Exercise directions:
Could you return the data below unchanged, reproducing every line?

Records from a data source
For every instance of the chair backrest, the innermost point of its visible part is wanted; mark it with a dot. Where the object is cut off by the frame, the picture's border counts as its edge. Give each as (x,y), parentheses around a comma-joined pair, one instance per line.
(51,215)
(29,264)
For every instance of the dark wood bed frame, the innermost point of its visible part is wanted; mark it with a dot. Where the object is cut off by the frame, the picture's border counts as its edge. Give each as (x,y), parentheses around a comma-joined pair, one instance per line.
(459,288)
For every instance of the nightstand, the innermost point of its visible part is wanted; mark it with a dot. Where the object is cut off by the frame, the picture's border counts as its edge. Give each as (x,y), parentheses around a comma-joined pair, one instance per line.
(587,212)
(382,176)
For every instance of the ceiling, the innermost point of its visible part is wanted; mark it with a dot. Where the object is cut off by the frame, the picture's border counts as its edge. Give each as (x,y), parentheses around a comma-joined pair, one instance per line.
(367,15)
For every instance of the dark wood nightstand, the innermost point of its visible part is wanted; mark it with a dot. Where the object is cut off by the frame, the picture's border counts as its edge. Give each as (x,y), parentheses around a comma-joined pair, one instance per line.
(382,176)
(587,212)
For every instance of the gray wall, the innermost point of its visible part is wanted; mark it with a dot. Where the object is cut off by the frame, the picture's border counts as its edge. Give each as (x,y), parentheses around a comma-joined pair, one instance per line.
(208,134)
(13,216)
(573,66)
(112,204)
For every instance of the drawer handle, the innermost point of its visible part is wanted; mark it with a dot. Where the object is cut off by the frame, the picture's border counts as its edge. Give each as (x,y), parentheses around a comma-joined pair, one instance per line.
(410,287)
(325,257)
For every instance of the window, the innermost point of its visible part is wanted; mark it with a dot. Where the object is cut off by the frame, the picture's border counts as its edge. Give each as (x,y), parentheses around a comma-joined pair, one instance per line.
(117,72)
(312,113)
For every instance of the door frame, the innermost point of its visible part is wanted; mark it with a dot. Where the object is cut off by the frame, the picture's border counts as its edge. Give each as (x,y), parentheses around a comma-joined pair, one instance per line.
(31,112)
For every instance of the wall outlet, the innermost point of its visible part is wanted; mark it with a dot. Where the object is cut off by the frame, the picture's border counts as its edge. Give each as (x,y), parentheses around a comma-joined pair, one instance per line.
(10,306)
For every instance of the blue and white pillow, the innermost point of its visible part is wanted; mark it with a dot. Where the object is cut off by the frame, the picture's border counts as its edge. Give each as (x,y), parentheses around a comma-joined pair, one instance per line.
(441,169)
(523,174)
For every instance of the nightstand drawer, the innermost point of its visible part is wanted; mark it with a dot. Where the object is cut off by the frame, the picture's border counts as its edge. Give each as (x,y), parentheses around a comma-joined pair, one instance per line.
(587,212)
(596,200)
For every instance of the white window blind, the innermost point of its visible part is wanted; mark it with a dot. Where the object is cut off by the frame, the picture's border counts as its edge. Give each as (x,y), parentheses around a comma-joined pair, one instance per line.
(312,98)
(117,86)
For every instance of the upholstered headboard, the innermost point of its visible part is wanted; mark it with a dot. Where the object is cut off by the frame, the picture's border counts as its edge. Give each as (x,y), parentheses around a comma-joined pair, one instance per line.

Written answer:
For every instance of the chair backrest, the innermost point of its visible part is wanted; mark it with a dot. Where the object is cut off by the frame, the picture's border counts as its edge. Give each as (x,y), parentheses around a comma-joined pair, one instance per line.
(51,215)
(29,264)
For every instance of the dark wood bed frame, the innermost point of its visible part is wanted; mark it with a dot. Where the object is cut off by the frame, the picture's border counts as its edge. Give each as (x,y), parentheses around a comma-joined pair, one instance per line.
(459,288)
For every instance of the nightstand, the innermost point of its visible part is wanted; mark it with a dot. Where the object is cut off by the frame, the picture's border counts as its edge. Give each as (x,y), parentheses around a comma-joined pair, one instance per line.
(587,212)
(382,176)
For every instance of the ceiling, the innermost point of its visible part is wanted; mark it with a dot. Where the object is cut off by the frame, the picture's border counts as its edge. Give each as (x,y), parentheses around a comma-joined pair, one instance per line.
(367,15)
For every instance of the dark wood nightstand, the innermost point of its visible part is wanted; mark it with a dot. Where the object is cut off by the frame, the picture's border counts as its edge. Give each as (x,y), parentheses around a comma-joined pair, one instance per line.
(382,176)
(587,212)
For every instance of the gray wall, the innermost point of its visible part is wanted; mark it with a dot. Where the object is cut off by the frame, the picture's border counts as its edge. Give each as (x,y), parentheses around a comma-joined pair, one instance per line.
(208,134)
(13,216)
(573,66)
(112,204)
For every instance of the drawer handle, the innermost point of its visible part is wanted; mark it with a dot. Where the object is cut off by the frame, the picture's border counts as its edge. Give each as (x,y), parentheses around a comma-joined pair, one instance per line.
(410,287)
(325,257)
For every instance of the window, the innermost point of its visible part is wanted; mark it with a dot. Where the object is cut off by the frame, the picture's border counts as its edge. Give each as (x,y), parentheses around a comma-joined pair, one instance per line.
(117,72)
(312,113)
For every instance of the door frame, the innermost point of its visible part is wanted; mark it with a dot. Where the object is cut off by the frame, the picture's border counts as its edge. Give each as (x,y), parentheses around a comma-joined pair, one instance per line.
(31,112)
For every instance of the wall outlet, the innermost point of its visible part is wanted; mark it with a dot. Where the object is cut off by the frame, the picture's border counts as its edge. Give each as (x,y), parentheses around a comma-joined pair, one instance per line.
(10,306)
For every instance of the blue and white pillow, the innermost point of its visible part is wanted; mark it with a dot. Where the object is cut off by the frame, the picture's border counts as its edge. Give each as (x,y), parentheses around a comma-joined pair, one instance per line.
(441,169)
(523,174)
For every instance of the nightstand drawer, the innermost point of its visible part is wanted; mark it with a dot. Where the object is cut off by the frame, the picture's border counts as its edge. Give each as (x,y), parentheses around a comma-joined pair, one instance per line.
(587,212)
(596,200)
For every instance of the white window blind, the innermost point of its visible part is wanted; mark it with a dot. Where the object is cut off by the frame, the picture's border counts as its edge. Give each as (x,y), parentheses around a comma-joined pair, one instance per line.
(312,98)
(117,86)
For every instance of the upholstered headboard, the innermost point of its visible part is wanted; mark it with a dot. Where the object is cut off by the frame, the picture's border counts as its edge. Give each as (x,y), parentheses around a comma-joined pair, one instance per line.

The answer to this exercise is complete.